(Records from a dataset)
______________________________

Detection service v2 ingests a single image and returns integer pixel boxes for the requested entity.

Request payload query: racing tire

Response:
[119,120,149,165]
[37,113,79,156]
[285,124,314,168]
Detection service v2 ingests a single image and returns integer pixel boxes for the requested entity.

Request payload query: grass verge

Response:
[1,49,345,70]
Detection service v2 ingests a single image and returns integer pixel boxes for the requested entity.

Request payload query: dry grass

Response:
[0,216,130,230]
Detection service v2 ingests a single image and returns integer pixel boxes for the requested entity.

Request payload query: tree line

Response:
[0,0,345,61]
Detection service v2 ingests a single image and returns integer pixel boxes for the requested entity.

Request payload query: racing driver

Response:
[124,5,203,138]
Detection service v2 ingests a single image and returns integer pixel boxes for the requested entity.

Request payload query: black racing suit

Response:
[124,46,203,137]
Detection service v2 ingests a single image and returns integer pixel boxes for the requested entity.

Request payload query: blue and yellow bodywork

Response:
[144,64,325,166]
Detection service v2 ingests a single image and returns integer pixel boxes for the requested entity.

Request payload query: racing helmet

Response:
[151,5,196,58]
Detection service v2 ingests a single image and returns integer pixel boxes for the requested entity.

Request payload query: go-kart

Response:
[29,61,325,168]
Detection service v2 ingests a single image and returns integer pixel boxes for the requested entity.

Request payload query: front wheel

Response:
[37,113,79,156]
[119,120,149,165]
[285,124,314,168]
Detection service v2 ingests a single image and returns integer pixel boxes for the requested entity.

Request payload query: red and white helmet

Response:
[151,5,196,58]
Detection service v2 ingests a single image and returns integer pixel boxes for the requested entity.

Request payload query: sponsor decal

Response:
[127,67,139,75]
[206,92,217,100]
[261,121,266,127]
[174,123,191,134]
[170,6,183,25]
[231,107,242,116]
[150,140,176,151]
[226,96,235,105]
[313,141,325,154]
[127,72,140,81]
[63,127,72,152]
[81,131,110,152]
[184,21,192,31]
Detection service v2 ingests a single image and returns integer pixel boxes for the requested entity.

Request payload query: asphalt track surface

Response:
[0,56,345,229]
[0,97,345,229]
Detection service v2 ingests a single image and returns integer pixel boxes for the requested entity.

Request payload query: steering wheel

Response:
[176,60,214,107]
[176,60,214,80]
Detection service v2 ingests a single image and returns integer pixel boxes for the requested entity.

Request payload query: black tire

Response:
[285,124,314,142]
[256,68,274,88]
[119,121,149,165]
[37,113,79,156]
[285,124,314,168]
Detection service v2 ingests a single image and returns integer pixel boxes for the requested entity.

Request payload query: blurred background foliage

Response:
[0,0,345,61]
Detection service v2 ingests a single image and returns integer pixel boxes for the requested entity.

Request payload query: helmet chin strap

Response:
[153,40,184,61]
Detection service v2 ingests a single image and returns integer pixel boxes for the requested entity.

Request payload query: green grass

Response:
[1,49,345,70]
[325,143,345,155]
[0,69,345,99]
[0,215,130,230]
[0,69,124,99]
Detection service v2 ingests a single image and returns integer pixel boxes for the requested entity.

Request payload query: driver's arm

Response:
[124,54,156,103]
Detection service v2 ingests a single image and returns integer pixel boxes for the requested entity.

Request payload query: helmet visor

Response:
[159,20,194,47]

______________________________

Reproduce the data verbatim, from its first line down to and including the line that contains "[124,46,203,137]".

Correct output:
Detection service v2 ingests a single image and returns integer pixel boxes for the requested entity.

Request payload query: racing tire

Response:
[119,120,149,165]
[37,113,79,156]
[285,124,314,168]
Detection service v2 ingests a single image and returns integer pixel boxes for the requested entity.

Request payload query: grass verge

Response:
[1,49,345,70]
Detection service v2 ingests a single image and returns integer pixel boxes for the requested entity.

Request payload query: dry grass

Response:
[0,216,130,230]
Detection service v2 ingests a single image and returns integer pixel boxes for the requested entity.

Request payload query: tree line

Response:
[0,0,345,61]
Detection service v2 ingests a single image and returns integer pixel boxes for the requested entity.

Request payload query: racing driver

Response:
[124,5,203,138]
Detection service v2 ingests a single image and returns integer pixel boxes for the requested entity.

Request payload query: black racing suit

Response:
[124,46,203,137]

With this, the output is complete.